§ Source document

After a while the noise abated, the glow from the windows diminished and the struggle was over. A sound drew her eyes as the back door opened again, a billow of darkness pouring out like oil across water and, in its centre, the tall figure emerged. It stepped back into the garden, briefly turning to pull the door shut behind it before walking back up the garden’s path.
It stopped suddenly.
She could sense that something had caught its attention. It turned and, with unerring accuracy, looked into the trees at the front of the cottage, and stared straight at her.
She moved her arms and the cloak of quiet unwrapped from about her and the cottage. She stared at the figure for a few moments before extending her wings and, with a huge downward thrust that flurried the snow all around her, leapt into the air and was gone.
The Demon watched the angel fly away for a moment before it sighed and said, “Bollocks.”
It turned and melted into the night.


message 2: by David (new)

David O'Neill | 12 comments Sorry, I should have said that the book is nearly ready for publication, give or take. I'm doing the final edit before it goes off for proper proofing.

The story is set both in Saxon times and in the present, and tells of the battle to destroy the Earth by Hell. The only thing that stands in Hells way are four separate people, none of whom know each other, and one of them lived a thousand years ago.

But if they don't work together, Hell will win.

So, what do you think? This is my second novel, and is totally different to my my first - nothing wrong with a bit of diversity, eh?

Regards,

Dave.
The Oui Trip


message 3: by JG (new)

JG Weiss (jgweiss) | 5 comments Sounds interesting. I like your writing style. Are you planning to share more of this? And yes, definitely nothing wrong with a bit of diversity!


message 4: by David (last edited Oct 20, 2015 11:12PM) (new)

David O'Neill | 12 comments Hi Monz,

Thanks for the comments - glad you are finding my style readable. Yes, I plan on sharing more, with the 2nd chapter going up this weekend. I suppose, cliches aside, it is a case of watch this space. :)

Regards,

Dave.


message 5: by David (last edited Dec 11, 2015 03:31AM) (new)

David O'Neill | 12 comments Reader Note: Sorry, had to split this into two posts due to character limits.

Chapter 2 – Soumundon, Saxon Times, 1000 Years Ago (Part 1)

The chamber was the size of a small house and was buried beneath the ground.
Above, as the rising of the eastern sun threw a wash of red across the cloudless horizon, there was nothing to indicate that the chamber was there, no mound or rising of the earth to show where it was, no stone to mark its location, nor a ripple in the field of golden wheat that covered it. Even the entrance was hidden, being nearly a hundred feet away and surrounded by the trees that stood guard at the edge of the forest.
The large space of the chamber was smoky from the brazier that burnt on the wall by the solitary seated figure, the smoke drifting lazily up to the roof. Small vents, concealed by the thick and time blackened oak beams in the ceiling that supported the weight of the land above, took the smoke and spread it through the nearby village, leaving nothing to give its location away.
Alden sat on the small padded bench under the brazier, staring at the flat expanse of stone embedded into the earthen wall opposite, the light just strong enough to see that he had fair hair and blue eyes. By village standards he was considered tall, and the years of training he had endured left well honed muscles hidden beneath the simple woven tunic he wore.

§ Job
Could you reproduce the part of the forum excerpt that opens with the words "The Demon watched" and closes with "for proper proofing.", substituting "creature" for "Demon"?

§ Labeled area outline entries
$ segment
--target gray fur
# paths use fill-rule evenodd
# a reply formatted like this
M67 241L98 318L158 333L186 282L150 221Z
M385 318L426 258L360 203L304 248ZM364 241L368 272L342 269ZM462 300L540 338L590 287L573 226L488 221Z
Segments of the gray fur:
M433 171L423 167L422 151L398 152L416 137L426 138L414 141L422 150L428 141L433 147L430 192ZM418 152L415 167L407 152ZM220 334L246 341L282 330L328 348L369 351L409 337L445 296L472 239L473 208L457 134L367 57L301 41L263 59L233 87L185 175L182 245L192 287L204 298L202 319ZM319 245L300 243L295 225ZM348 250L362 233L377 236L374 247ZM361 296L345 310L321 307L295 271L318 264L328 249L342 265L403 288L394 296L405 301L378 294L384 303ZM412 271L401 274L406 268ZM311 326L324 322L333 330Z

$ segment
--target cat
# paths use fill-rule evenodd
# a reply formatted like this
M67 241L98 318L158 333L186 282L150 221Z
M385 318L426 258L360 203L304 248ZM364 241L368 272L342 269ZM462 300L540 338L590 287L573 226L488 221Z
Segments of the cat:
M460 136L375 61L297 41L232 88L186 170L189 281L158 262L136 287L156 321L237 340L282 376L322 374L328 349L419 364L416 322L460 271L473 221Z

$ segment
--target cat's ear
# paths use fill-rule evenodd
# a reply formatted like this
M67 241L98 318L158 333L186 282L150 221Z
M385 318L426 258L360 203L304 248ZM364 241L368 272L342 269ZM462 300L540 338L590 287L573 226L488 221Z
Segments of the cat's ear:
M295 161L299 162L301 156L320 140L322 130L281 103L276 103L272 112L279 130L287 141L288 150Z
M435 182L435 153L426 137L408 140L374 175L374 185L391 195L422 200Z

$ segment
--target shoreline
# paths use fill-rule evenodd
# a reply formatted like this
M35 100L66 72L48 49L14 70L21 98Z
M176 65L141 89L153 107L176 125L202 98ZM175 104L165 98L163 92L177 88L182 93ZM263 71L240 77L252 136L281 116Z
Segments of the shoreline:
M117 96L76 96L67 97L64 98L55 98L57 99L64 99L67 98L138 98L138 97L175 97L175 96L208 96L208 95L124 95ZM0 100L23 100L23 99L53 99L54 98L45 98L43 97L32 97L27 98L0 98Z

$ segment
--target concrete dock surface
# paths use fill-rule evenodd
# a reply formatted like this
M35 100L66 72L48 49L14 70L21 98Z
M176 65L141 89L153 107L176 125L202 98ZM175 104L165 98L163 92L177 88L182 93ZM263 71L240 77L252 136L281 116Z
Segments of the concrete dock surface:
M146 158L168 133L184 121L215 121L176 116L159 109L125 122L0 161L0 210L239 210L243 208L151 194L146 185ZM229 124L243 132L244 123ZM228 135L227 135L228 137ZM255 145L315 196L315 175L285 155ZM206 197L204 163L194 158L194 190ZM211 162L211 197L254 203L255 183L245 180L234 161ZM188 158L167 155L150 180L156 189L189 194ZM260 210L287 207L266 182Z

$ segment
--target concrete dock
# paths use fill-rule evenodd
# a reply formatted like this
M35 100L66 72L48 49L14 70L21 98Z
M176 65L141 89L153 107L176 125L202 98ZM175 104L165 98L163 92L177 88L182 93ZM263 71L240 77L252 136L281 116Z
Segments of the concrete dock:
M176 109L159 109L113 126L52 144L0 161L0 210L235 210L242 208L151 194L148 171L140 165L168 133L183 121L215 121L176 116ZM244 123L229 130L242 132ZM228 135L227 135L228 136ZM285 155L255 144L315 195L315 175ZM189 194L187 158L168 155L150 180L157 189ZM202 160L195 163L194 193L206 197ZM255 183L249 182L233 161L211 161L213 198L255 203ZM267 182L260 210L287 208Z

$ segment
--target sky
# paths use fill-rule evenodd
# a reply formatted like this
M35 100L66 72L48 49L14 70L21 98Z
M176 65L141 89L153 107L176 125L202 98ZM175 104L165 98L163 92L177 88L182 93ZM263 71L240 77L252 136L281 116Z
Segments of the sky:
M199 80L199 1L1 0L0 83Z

--

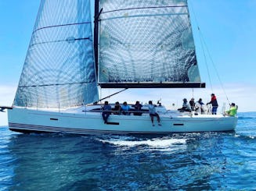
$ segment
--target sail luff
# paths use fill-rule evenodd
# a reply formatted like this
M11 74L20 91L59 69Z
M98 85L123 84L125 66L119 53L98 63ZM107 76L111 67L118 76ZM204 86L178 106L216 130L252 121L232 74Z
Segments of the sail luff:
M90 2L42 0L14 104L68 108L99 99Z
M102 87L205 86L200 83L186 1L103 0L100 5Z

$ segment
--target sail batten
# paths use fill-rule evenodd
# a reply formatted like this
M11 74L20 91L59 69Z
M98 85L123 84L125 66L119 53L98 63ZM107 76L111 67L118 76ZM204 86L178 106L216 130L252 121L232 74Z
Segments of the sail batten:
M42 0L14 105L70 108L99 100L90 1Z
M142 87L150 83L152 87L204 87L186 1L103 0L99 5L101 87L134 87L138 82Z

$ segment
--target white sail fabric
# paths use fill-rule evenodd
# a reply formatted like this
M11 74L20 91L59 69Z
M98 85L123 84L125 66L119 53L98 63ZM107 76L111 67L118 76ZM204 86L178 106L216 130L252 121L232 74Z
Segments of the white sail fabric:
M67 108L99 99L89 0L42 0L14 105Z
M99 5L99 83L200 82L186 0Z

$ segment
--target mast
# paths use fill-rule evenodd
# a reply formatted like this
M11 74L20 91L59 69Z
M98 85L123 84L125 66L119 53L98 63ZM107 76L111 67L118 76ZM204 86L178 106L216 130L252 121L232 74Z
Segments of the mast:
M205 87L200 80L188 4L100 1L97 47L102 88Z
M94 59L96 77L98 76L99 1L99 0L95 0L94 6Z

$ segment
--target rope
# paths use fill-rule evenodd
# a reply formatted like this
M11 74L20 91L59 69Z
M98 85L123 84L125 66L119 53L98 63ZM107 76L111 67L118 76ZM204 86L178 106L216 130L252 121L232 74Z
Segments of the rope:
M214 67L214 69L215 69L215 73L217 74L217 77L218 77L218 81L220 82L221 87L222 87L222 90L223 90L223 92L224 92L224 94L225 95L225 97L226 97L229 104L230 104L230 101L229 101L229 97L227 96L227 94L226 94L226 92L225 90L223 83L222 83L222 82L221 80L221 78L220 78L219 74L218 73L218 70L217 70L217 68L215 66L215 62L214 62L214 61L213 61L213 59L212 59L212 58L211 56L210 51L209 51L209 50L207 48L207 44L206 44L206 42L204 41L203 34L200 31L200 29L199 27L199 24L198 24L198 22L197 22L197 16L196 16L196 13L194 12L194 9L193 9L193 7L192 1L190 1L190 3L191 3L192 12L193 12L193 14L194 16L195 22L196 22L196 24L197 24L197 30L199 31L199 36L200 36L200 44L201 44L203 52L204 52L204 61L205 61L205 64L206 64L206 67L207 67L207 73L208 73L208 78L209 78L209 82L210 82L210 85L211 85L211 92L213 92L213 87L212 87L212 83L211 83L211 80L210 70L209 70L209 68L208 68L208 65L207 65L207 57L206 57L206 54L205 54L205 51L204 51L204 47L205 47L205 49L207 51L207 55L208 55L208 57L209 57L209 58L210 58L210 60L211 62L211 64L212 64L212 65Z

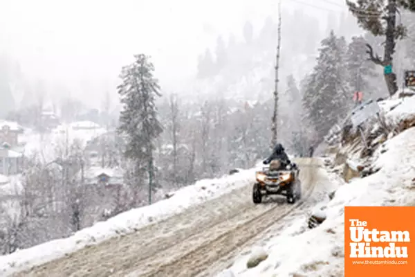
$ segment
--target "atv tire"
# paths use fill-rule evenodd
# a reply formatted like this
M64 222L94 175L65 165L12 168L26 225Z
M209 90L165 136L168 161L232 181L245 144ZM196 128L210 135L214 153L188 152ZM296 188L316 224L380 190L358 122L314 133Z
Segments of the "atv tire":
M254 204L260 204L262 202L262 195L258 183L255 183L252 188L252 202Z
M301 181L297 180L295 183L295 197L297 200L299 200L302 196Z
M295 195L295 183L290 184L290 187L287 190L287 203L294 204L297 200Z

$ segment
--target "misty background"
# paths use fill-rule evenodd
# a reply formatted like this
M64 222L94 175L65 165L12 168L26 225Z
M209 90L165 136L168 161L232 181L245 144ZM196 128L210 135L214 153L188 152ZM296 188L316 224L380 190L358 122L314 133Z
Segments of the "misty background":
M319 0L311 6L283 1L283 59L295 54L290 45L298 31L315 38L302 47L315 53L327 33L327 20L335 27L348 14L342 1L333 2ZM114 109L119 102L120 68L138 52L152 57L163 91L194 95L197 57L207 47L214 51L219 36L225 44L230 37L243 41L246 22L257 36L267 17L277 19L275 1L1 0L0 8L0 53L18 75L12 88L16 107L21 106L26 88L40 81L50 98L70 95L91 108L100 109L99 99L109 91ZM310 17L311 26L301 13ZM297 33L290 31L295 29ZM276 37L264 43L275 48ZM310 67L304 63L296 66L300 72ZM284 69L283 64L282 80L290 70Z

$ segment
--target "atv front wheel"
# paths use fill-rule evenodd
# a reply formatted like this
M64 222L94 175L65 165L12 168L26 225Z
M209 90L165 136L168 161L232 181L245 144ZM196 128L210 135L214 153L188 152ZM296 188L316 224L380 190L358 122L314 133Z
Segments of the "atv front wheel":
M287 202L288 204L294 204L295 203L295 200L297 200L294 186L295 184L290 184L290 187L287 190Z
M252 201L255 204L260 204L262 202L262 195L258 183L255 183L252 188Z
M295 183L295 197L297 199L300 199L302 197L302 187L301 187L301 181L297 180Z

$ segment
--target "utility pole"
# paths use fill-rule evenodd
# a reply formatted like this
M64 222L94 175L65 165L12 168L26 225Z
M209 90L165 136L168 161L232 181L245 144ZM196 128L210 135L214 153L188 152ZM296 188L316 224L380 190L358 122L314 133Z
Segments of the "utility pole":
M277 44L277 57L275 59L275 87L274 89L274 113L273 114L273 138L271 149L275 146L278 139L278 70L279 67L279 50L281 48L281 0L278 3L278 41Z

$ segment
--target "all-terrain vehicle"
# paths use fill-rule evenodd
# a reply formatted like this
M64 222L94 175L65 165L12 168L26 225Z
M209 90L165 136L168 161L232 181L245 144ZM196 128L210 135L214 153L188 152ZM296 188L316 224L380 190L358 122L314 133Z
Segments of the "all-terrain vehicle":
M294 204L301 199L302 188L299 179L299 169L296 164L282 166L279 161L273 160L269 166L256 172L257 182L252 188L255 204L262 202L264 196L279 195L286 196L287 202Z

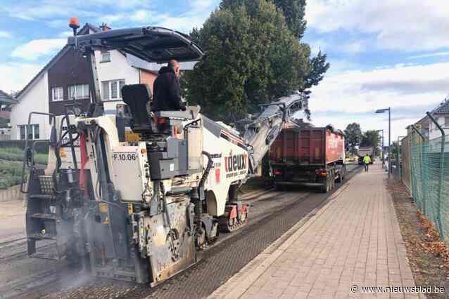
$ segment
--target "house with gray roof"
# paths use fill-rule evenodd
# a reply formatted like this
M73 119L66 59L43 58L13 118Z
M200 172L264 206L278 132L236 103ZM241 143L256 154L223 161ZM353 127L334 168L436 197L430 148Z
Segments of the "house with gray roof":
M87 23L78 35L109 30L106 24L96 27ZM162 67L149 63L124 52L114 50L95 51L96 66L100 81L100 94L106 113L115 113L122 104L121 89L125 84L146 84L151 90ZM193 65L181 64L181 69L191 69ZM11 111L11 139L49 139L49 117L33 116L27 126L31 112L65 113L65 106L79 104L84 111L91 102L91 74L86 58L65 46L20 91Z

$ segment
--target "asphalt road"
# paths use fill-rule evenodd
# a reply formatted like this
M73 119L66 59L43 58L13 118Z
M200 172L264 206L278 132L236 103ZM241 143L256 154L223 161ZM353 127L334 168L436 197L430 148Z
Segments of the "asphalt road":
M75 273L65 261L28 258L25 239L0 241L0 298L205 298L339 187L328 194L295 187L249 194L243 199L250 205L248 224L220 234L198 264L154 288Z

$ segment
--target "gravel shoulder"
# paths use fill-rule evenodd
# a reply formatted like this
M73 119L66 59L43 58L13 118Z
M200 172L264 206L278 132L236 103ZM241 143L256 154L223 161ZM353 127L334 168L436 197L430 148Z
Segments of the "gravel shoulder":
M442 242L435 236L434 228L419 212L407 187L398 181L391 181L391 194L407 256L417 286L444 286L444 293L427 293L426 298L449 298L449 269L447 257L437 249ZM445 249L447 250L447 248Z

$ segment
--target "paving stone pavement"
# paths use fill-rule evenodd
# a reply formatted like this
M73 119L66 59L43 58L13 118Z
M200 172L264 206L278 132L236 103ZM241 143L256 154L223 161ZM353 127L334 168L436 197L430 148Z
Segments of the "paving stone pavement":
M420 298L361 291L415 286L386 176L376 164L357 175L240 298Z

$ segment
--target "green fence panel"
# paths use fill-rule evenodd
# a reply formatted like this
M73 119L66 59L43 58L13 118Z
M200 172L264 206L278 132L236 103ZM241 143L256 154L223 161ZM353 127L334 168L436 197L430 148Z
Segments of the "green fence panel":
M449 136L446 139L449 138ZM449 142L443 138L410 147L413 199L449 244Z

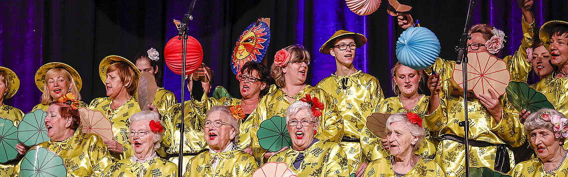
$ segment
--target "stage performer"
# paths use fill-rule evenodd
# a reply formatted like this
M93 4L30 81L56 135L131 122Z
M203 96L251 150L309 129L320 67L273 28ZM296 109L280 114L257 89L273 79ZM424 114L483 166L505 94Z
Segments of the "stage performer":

§ Answer for this exercise
The creature watched the angel fly away for a moment before it sighed and said, “Bollocks.”
It turned and melted into the night.


message 2: by David (new)

David O'Neill | 12 comments Sorry, I should have said that the book is nearly ready for publication, give or take. I'm doing the final edit before it goes off for proper proofing.